[Source document]:

___

# RX460 896->1024SP mod and the effect of ASIC quality



## cdawall (Jan 23, 2018)

I am sure most of you have seen the news in the past about BIOS modding your 460 essentially into a 560. I got a hold of one inexpensively local and have done that along with modifications to the memory strap to show how much more performance you can get out of the cards.

I already have a pair of Asus RX560 2GB cards to compare in this mix as well. 

So this is the stock MSI RX 460 2GB OC it does 230KH/s with the OEM BIOS power draw was around 52W on GPUz expect 10/20% more at the connector/wall







After BIOS mod to 1024SP and running a modified memory strap at 2000mhz we are left with 315KH/s. Power draw was around 48W average on GPUz, that is a ~37% performance gain for 5 minutes of modifications.






So at this moment most people would be happy. I am not, it will not maintain 1106mhz (that is underclocked from the stock 1210 which the stock BIOS could not maintain either). I already have two Asus 560 O2G cards that handle these exact BIOS settings and pull off 350KH/s. So upon researching it I look into ASIC qualities and low and behold the MSI card is awful.






55.7% The card was manufactured in 09/2016 so it is not a terribly old version of the card. The two Asus cards being 560's and very recently purchased I would assume are much newer build dates, both cards are within 50 serial numbers of each other.











ASIC quality is quite a bit higher though. We are looking at 67.2% and 74.2%. Now what does that equate to?

___

[Given data]:
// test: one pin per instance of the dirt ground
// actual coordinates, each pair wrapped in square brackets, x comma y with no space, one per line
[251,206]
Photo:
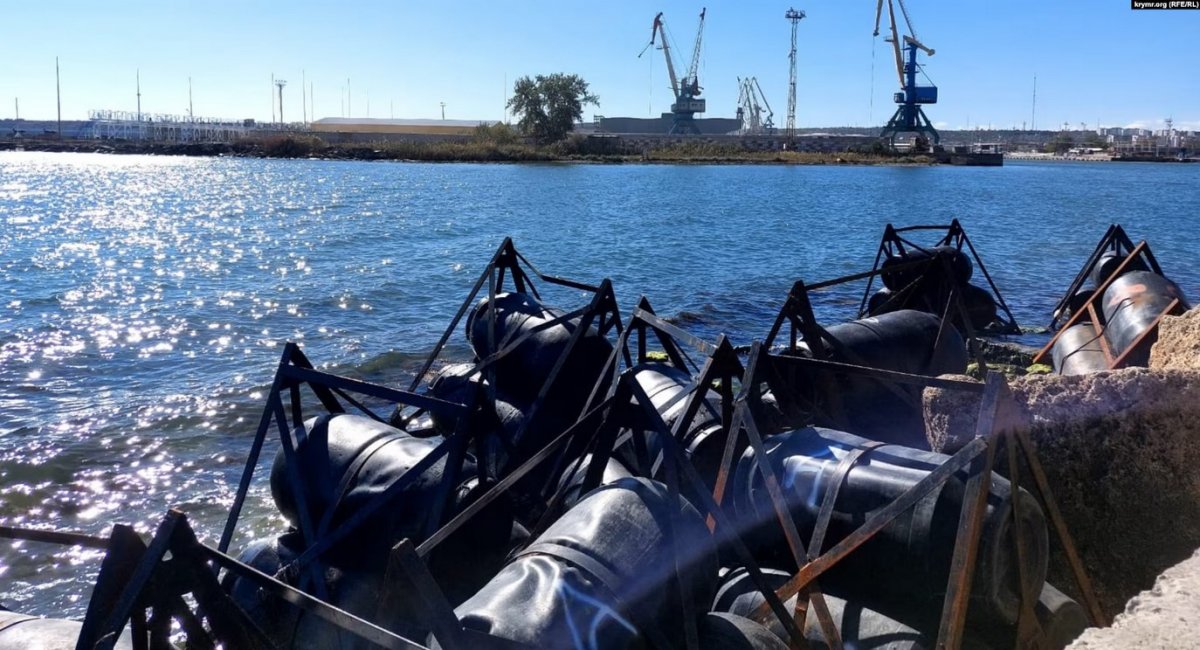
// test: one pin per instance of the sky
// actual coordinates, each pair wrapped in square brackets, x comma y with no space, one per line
[1096,61]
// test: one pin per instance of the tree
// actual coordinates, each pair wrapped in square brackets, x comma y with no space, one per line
[550,104]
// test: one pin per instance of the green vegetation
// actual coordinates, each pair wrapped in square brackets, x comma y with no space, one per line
[1060,144]
[712,152]
[487,143]
[550,104]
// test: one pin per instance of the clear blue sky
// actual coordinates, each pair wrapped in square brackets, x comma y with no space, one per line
[1096,60]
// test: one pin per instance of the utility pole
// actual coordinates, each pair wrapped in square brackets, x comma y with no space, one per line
[58,92]
[1033,115]
[795,17]
[281,83]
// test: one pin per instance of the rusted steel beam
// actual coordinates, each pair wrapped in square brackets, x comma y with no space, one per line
[1061,530]
[1095,298]
[966,543]
[881,518]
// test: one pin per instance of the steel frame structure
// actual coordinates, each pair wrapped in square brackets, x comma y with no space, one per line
[1114,240]
[897,241]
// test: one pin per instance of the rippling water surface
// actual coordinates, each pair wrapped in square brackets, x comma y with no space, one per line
[144,301]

___

[What you need to do]:
(1) List every hash rate in KH/s that the RX460 mod thread reports.
(2) Reproduce the stretch of the RX460 mod thread from "# RX460 896->1024SP" through "mix as well.", word for word.

[Full answers]:
(1) 230KH/s, 315KH/s, 350KH/s

(2)
# RX460 896->1024SP mod and the effect of ASIC quality



## cdawall (Jan 23, 2018)

I am sure most of you have seen the news in the past about BIOS modding your 460 essentially into a 560. I got a hold of one inexpensively local and have done that along with modifications to the memory strap to show how much more performance you can get out of the cards.

I already have a pair of Asus RX560 2GB cards to compare in this mix as well.